でんた丸ブログ

新リース会計基準の影響

新リース会計基準が採用した使用権モデルの下では、原則として使用権資産とリース負債がオンバランスされるところ、これらの内容の詳細については今後解説していきます。

まずは新リース会計基準の適用の影響について、一覧してみます。

(1)借手はオペレーティング・リース(これまでは通常、均等な単一のリース費用を認識してきました。)についても、使用権資産とリース負債を計上した上で、その後、営業費用の区分で減価償却費を、営業外費用の区分で支払利息を別個に認識することになります。このことにより次のような影響が生じてきます。

①仕訳の増加と、それへのシステム対応

②営業外費用たる支払利息を別個に認識することによる、営業利益やEBITDAの上昇

③利息相当額の総額を借手のリース期間中の各期にわたり定額で配分する場合でなく、利息相当額を利息法で会計処理する場合には、支払利息の認識が前加重(前倒し)となるため、リース期間の後半より前半の方が費用計上額が大きくなる。

④使用権資産とリース負債を計上することによる自己資本比率や総資産利益率(ROA)の低下

⑤自己資本比率の低下による、銀行借入における財務制限条項への抵触の可能性

⑥使用権資産の計上による、潜在的な減損損失の計上対象資産の増加

⑦オペレーティング・リースにより利用してきた動産について、複雑な仕訳を回避するために、リースから購入への切り替えの検討

(2)契約の法形式を問わず、実質的にリースを構成する部分が契約に含まれていると判断した場合には、借手は(1)で述べたような会計処理を行う必要があります。このことから次のような負担が生じてきます。

①役務提供契約等の中に「実質リース」や「隠れリース」が含まれていないかの洗い出し

②上記洗い出しをした上での、利用しているリースのデータ項目の一覧化

③リース料改定などの情報を入手した時点での、タイムリーな使用権資産とリース負債の再測定

(3)借手のリース期間に見積りの要素が大幅に加わりました。つまり、借手が行使することが合理的に確実であるリースの延長オプションの対象期間と、借手が行使しないことが合理的に確実であるリースの解約オプションの対象期間が、解約不能期間に加わってリース期間が決定されることになります。

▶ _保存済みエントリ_

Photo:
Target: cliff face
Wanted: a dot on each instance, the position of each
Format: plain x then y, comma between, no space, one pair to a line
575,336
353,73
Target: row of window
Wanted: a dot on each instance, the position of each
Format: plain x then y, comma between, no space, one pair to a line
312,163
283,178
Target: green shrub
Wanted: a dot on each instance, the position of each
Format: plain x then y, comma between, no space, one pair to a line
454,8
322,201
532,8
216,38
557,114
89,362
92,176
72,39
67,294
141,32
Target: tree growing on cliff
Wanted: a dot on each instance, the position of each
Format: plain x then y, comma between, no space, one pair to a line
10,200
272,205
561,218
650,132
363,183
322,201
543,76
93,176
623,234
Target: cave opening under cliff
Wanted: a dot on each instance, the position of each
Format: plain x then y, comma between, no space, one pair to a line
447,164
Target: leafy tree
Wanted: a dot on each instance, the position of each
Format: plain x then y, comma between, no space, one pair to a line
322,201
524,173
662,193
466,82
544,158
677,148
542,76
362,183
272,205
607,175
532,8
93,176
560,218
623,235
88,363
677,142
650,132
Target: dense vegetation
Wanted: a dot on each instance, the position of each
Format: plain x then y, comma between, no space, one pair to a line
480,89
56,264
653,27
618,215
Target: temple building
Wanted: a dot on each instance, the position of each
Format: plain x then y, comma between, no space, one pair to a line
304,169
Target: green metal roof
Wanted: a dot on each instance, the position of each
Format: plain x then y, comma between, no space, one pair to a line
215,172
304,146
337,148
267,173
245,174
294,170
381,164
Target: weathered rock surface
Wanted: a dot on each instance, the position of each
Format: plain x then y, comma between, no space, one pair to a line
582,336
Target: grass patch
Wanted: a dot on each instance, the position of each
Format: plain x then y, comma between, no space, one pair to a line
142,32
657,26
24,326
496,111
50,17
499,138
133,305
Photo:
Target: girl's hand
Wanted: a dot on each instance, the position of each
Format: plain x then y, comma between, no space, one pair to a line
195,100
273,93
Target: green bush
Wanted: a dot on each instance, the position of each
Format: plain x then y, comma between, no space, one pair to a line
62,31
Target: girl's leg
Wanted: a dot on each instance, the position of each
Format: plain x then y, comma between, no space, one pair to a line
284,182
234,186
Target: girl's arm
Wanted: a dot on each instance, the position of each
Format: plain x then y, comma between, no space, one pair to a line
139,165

▶ _設問 A_
提示文のうち「(3)借手のリース期間に見積りの要素が」で始まる段落を、主な事実を残したまま、より短く書き直すこと。
▶ _設問 B_
エントリの中で文字列「green」を含む行をすべて示すこと。大文字と小文字は区別する。
提示文とエントリは互いに関係がない。

▶ _解答 A_
借手のリース期間には、見積りの要素が大きく加わった。リース期間は、解約不能期間に次の二つを加えて決まる。行使が合理的に確実な延長オプションの対象期間と、行使しないことが合理的に確実な解約オプションの対象期間である。

▶ _解答 B_
Target: green shrub
Target: green metal roof
Target: green bush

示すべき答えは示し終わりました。